------ Input
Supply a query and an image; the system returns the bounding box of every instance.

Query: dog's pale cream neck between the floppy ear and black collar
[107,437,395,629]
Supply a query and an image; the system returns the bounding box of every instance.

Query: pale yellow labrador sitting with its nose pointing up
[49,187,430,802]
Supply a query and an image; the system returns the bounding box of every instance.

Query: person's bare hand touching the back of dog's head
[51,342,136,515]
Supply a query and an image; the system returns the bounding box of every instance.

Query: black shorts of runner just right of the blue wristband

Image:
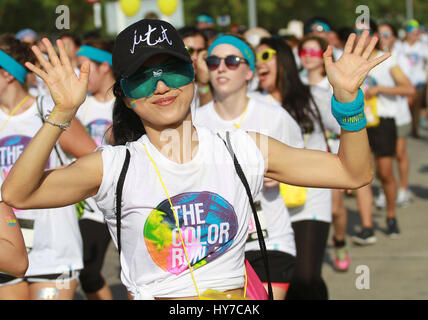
[367,118,397,157]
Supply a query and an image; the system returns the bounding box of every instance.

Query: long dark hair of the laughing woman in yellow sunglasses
[259,36,322,134]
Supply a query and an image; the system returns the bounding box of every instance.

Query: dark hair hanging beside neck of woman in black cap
[112,79,146,145]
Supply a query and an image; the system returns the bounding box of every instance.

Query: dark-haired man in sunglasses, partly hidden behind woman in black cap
[178,26,213,105]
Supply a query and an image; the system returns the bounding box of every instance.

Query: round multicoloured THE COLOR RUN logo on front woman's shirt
[144,191,238,274]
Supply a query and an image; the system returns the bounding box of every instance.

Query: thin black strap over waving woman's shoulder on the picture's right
[217,131,273,300]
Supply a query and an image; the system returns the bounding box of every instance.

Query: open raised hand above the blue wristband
[324,30,391,103]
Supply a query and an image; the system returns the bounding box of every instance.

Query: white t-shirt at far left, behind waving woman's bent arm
[0,97,83,276]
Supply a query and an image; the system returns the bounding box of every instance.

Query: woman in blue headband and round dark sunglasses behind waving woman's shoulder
[194,34,303,300]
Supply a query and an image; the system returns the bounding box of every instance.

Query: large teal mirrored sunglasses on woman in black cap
[120,61,194,99]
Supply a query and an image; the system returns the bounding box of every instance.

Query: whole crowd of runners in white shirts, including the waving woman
[0,10,428,300]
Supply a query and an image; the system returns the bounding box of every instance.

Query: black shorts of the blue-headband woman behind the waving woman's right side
[245,250,296,283]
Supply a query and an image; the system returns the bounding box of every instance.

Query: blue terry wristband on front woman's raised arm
[331,89,367,131]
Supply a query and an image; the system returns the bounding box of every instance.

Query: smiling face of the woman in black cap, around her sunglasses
[124,54,194,130]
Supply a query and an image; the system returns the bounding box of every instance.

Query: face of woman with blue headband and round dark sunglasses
[209,44,253,96]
------------
[Instructions for the task]: Please reproduce every record exactly, leaving the pictures out.

[Expected answer]:
Supply a query and an image; the system returns the bounding box of every instance.

Query: dog's pale cream neck between the floppy ear and black collar
[107,437,395,629]
Supply a query and an image; the system returns the bounding box of every instance.

Query: pale yellow labrador sitting with its nose pointing up
[49,187,430,802]
Supply a query and an image; the system returns the bounding box of every instance.

Query: person's bare hand touching the back of dog's head
[51,342,136,515]
Supply a query and an image; the system returns the bounding box of every instance.

Query: black shorts of runner just right of the blue wristband

Image:
[367,118,397,157]
Supply a query and an image; the system returns the bounding box of every instance.

Query: long dark hair of the laughing woman in yellow sunglasses
[259,36,322,134]
Supply a query and an image; the system returns the bounding box of every instance.

Query: dark hair hanging beside neck of woman in black cap
[112,79,146,145]
Supply a query and an image; the system returns the bounding box of every instance.

Query: dark-haired man in sunglasses, partly hidden behind woman in black cap
[178,26,213,105]
Supply a query and an image; the system returns the bounding box of every instance.

Query: round multicoloured THE COLOR RUN logo on front woman's shirt
[144,191,238,274]
Supply a query and an image; the system returns the bounding box of every instance.

Query: thin black strap over waving woman's shoulder on the picture's right
[217,131,273,300]
Supply a query and an image; the system returns the bounding box of every instance.

Query: open raised hand above the blue wristband
[324,30,391,103]
Supply a query and an image; the system returns the bounding box of every instance.

Query: white t-shirt at far left, behind waving woman's bent arm
[0,97,83,276]
Supply a query and an image; the system returns the bounding box of every instance.

Query: woman in blue headband and round dark sunglasses behind waving woman's shoulder
[194,34,303,300]
Supply a query and an image; the system returns the bounding box of every instance.

Query: large teal mirrored sunglasses on woman in black cap
[120,61,194,99]
Supply a query and an image; the system returns the bounding box of every instance.

Query: whole crowd of runners in white shirts, including the waving woman
[0,10,428,300]
Supply a query and an image; the system returns the bounding box of every instance.

Query: black shorts of the blue-headband woman behind the waving woman's right side
[245,250,296,283]
Supply a query and an image; the system returns the bounding box of every instance.

Query: blue terry wristband on front woman's raised arm
[331,89,367,131]
Supply a query and an image; the system returns the bounding box of every instance.

Query: smiling face of the woman in black cap, around her sunglasses
[124,54,194,130]
Supply a query and an image; the system returns the bounding box of every instance.

Query: face of woman with blue headband and round dark sunglasses
[209,44,253,96]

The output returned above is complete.